§ **REQUIRED WORK**:
1/ In the passage about players who link the two clubs, retype the text beginning at the words "The character who" and stopping after the words "Youth International caps.".
2/ According to the passage about players who link the two clubs, how many league appearances did Norman Sykes make for Bristol Rovers?

§ **SOURCE TEXT**:
In terms of individuals who have registered first team appearances for both clubs, the obvious example is Steven Gillespie, who joined the Robins in July 2014, having made 3 (+10 as sub) appearances for the Gas between February 2014 and the conclusion of the 2013/14 Football League Two season, scoring a single goal in the process.

The character who constitutes the most prominent link between the two clubs is Norman Sykes, a half-back/wing half/central defender who amassed a total of 214 league appearances (and scored five league goals) for Bristol Rovers between 1953 and 1964.

Having been spotted playing for a local boys' club, Sykes joined Rovers straight from school at the age of 15 and signed his first professional contract with his hometown club on his 17th birthday. As a schoolboy, he was capped for England against Scotland at Wembley in a home team captained by Duncan Edwards and he also proceeded to win a dozen England Youth International caps.

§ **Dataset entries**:

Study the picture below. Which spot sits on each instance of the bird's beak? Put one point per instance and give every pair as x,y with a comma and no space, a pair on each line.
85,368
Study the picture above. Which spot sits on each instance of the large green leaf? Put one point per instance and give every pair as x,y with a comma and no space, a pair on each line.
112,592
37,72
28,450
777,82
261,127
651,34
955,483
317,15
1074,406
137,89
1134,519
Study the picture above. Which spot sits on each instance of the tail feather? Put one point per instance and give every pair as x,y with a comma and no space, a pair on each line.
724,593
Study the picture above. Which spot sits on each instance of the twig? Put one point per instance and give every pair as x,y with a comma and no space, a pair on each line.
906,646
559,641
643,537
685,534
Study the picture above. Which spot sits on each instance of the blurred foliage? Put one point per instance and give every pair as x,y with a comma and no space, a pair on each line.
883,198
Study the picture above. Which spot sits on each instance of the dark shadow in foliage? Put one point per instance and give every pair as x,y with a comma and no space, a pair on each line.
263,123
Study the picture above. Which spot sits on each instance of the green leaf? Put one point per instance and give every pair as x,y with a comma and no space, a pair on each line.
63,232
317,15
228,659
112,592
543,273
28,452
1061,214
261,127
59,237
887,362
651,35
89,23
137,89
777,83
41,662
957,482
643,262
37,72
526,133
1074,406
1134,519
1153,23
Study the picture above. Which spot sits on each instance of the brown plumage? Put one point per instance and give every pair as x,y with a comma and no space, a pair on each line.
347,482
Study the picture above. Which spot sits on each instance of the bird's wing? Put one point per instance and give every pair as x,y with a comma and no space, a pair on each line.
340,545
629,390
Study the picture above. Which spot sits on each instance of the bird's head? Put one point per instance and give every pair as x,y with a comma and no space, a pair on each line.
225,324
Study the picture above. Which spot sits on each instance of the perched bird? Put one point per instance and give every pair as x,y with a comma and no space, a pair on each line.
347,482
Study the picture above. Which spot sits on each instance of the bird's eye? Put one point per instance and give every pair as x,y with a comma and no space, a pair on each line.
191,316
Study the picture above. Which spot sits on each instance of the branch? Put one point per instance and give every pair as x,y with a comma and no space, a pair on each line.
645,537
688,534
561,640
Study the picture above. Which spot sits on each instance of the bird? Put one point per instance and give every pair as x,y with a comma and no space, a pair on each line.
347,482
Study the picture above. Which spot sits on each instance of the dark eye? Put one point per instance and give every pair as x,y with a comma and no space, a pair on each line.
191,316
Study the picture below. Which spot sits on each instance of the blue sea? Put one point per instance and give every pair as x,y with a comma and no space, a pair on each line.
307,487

§ **WRITTEN ANSWERS**:
1/
The character who constitutes the most prominent link between the two clubs is Norman Sykes, a half-back/wing half/central defender who amassed a total of 214 league appearances (and scored five league goals) for Bristol Rovers between 1953 and 1964.

Having been spotted playing for a local boys' club, Sykes joined Rovers straight from school at the age of 15 and signed his first professional contract with his hometown club on his 17th birthday. As a schoolboy, he was capped for England against Scotland at Wembley in a home team captained by Duncan Edwards and he also proceeded to win a dozen England Youth International caps.

2/ 214